### WHAT TO DO
Can you print every line of the material below word for word, leaving the pictures out?

Data pulled from a collection:

########

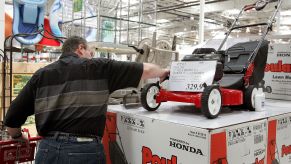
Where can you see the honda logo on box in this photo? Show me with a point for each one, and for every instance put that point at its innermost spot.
(185, 148)
(149, 158)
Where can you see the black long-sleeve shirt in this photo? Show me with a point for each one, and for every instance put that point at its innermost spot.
(71, 94)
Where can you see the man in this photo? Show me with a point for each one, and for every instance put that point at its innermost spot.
(69, 99)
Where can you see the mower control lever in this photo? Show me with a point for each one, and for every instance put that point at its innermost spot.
(141, 51)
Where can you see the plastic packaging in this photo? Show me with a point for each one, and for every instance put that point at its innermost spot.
(260, 100)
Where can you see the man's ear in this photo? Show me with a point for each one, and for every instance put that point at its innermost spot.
(79, 50)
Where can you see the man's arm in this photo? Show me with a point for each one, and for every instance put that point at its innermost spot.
(21, 107)
(153, 71)
(14, 132)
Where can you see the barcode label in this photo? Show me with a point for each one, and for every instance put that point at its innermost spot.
(258, 139)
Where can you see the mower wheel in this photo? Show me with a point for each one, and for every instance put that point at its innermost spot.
(148, 96)
(249, 97)
(211, 101)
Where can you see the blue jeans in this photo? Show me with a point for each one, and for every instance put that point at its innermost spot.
(69, 151)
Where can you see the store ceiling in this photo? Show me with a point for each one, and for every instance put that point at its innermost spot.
(181, 17)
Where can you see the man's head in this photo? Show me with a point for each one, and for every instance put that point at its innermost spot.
(78, 45)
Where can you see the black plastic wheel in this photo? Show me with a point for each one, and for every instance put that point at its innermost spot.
(148, 96)
(249, 97)
(211, 101)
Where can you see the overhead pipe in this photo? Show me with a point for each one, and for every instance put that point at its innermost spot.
(184, 5)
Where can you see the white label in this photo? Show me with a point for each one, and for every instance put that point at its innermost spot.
(190, 76)
(278, 73)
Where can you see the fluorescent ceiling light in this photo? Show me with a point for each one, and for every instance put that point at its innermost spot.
(162, 20)
(285, 13)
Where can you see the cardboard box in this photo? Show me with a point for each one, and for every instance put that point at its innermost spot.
(279, 139)
(278, 72)
(177, 134)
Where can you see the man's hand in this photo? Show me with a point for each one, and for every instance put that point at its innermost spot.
(23, 140)
(165, 75)
(17, 135)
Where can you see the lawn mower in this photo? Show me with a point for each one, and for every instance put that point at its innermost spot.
(238, 76)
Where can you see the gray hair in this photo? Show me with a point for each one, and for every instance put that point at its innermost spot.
(72, 44)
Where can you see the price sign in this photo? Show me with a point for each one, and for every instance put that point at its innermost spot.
(191, 75)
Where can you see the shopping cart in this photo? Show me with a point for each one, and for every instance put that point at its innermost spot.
(12, 151)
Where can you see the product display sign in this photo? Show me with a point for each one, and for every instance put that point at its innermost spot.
(282, 146)
(191, 76)
(18, 82)
(246, 143)
(278, 72)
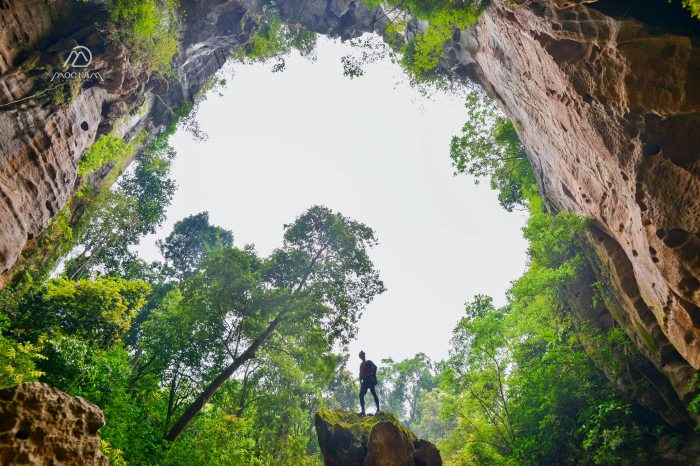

########

### ANSWER BELOW
Where can you see the honda logo on box in this photo? Show me with a point for each one, and for every instance put that point at its innermost spot.
(185, 148)
(149, 158)
Where can you see the black long-sleeve shirt in this photo? Show me with a point for each one, and for every instance put that point at its innermost spot.
(71, 94)
Where can you see the man in this photo? Show me with a point for each one, and for every instance put that point at its innermost spot.
(69, 99)
Where can you see the mower control lever in this photo? Show me with a point for each one, and for every instance put that point at its innermost spot.
(141, 51)
Where can you see the plastic packaging in this photo? Show me with a point for each one, and for every instance put that point at its innermost spot.
(260, 100)
Where can you see the man's ear in this photo? Show me with a point for each one, and for every instance put that point at its innermost spot.
(79, 50)
Where can you see the man's arm in this photo? Show me with a point for each one, and for every instance put that point at its innermost spot.
(21, 107)
(153, 71)
(14, 132)
Where can you see the barcode label in this photo? Show me with a point for each one, and for every instance put that point at its innermost spot.
(258, 139)
Where can you see the mower wheel in this photo? Show me with a point for each one, and for every instance put that point at its innermost spot.
(148, 96)
(249, 97)
(211, 101)
Where can you see the blue jeans in this photo? Show me with a point for each one, and for every instance put that point at its innermost spot.
(69, 151)
Where can you see the store ceiling in this photo? Show me with a point for each one, and for every instance put that point at its innermost spot.
(181, 17)
Where can you see the man's head in this photo? Show me with a point for each one, and for every instance put that point at its innermost spot.
(78, 45)
Where can you see the black plastic wheel in this photo? Show me with a point for each one, and for every instance put that point at its innermost spot.
(148, 96)
(249, 97)
(211, 101)
Where can you see the overhead pipe in this photo? Show me with a point for each one, and for every instance put that point at its innermost spot.
(184, 5)
Where can you see the white label in this photo? Show me with a point for each one, and for every instance put that point at its innermost spot.
(190, 76)
(278, 73)
Where can you see the fluorescent ceiling light in this photo? Show me with a point for each one, and for every instance put that point at its innermost spot.
(162, 20)
(285, 13)
Where can you see the cardboard box in this photo? Show me with a point for each one, and for every instance put that point at its innermost spot.
(279, 139)
(278, 72)
(177, 134)
Where can you see the man's hand in this photo? Show me with a point for each one, and for every instance put that point at its innermost spot.
(23, 140)
(165, 75)
(17, 135)
Where can you see the lawn mower in this photo? Show me with a point for each one, and for every instance put that point at its innermost spot.
(238, 76)
Where can you see the gray hair in this photo? Show me with a point for each one, and for every instance put that point at its innermost spot.
(72, 44)
Where can you see the price sign in this photo? Show me with a point for each one, and for every instance put that point at its innermost spot.
(191, 75)
Where can you see the shopping cart in this photo? Show me with a point for each one, and for every instance put that point at its innermost spot.
(12, 151)
Where can you see the product display sign in this photo? Show me with a point for each one, and for every instance put that point at its innermost spot.
(282, 146)
(191, 76)
(18, 82)
(246, 143)
(278, 72)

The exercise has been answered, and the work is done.